→ **Things to do**
[a] In the PDF extractor code, which four fields does the PdfContent dataclass define?
[b] Reproduce the PDF extractor code from "# Keywords indicating" up to and including "(for Club Med)".

→ **Page**

"""PdfExtractor — extracts text from PDF attachments.

Many booking confirmations have ALL data in PDF attachments:
- El Al: 8FL7BG.pdf (booking confirmation)
- Club Med: CTR-Voucher_*.pdf (French + Hebrew voucher)
- Blue Bird: e-ticket PDF
"""

from __future__ import annotations

import base64
import io
import re
from dataclasses import dataclass
from typing import TYPE_CHECKING

if TYPE_CHECKING:
    from clawtourism.scanner import EmailAttachment


@dataclass
class PdfContent:
    """Extracted content from a PDF."""

    filename: str
    text: str
    pages: int
    is_travel_document: bool


class PdfExtractor:
    """Extracts text from PDF attachments for travel booking detection."""

    # Keywords indicating travel-related PDF
    TRAVEL_KEYWORDS = [
        # Booking/reservation
        "booking", "reservation", "confirmation", "itinerary",
        "e-ticket", "eticket", "ticket", "voucher",
        # Flight
        "flight", "departure", "arrival", "passenger", "pnr", "boarding",
        # Hotel
        "check-in", "check-out", "hotel", "accommodation", "guest",
        # Cruise
        "cruise", "cabin", "embark", "disembark", "port",
        # Hebrew
        "הזמנה", "טיסה", "נוסע", "מלון", "אישור",
        # French (for Club Med)

→ **Raw data**
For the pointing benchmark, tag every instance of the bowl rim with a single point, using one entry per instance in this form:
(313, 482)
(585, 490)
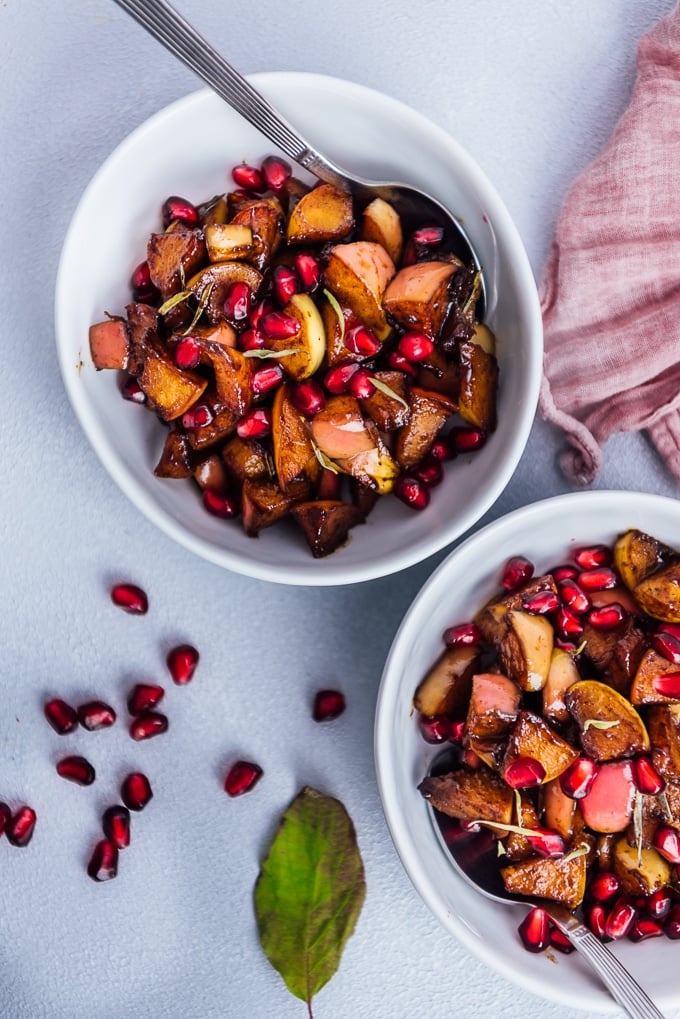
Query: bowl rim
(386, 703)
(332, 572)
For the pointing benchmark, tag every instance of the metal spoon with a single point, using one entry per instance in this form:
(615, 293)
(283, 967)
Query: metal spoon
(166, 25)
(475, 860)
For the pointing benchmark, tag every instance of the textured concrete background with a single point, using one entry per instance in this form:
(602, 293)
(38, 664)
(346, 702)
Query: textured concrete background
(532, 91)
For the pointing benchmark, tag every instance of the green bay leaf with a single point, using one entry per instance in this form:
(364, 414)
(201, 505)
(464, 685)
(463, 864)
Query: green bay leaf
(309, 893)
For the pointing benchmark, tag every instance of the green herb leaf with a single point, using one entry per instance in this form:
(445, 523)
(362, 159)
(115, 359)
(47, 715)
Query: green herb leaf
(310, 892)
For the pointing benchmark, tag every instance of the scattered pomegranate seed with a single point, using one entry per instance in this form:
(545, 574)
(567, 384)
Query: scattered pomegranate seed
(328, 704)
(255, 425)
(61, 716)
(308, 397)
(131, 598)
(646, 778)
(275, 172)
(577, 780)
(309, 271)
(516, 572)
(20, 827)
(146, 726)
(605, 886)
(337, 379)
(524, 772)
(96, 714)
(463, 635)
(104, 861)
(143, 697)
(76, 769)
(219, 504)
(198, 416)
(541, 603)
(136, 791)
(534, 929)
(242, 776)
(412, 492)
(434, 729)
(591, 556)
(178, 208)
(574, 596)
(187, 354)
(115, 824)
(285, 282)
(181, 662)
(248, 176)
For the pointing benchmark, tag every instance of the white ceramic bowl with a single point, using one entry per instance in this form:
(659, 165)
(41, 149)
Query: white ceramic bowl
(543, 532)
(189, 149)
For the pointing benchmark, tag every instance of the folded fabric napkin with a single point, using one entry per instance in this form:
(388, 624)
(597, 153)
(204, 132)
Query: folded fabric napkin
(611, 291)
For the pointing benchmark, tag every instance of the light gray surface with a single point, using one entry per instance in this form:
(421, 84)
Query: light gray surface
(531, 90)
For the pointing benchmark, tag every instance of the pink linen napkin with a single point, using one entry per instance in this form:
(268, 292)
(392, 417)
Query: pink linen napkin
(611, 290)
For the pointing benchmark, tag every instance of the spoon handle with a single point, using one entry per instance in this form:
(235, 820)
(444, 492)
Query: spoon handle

→ **Answers in order**
[a] filename, text, pages, and is_travel_document

[b]
# Keywords indicating travel-related PDF
    TRAVEL_KEYWORDS = [
        # Booking/reservation
        "booking", "reservation", "confirmation", "itinerary",
        "e-ticket", "eticket", "ticket", "voucher",
        # Flight
        "flight", "departure", "arrival", "passenger", "pnr", "boarding",
        # Hotel
        "check-in", "check-out", "hotel", "accommodation", "guest",
        # Cruise
        "cruise", "cabin", "embark", "disembark", "port",
        # Hebrew
        "הזמנה", "טיסה", "נוסע", "מלון", "אישור",
        # French (for Club Med)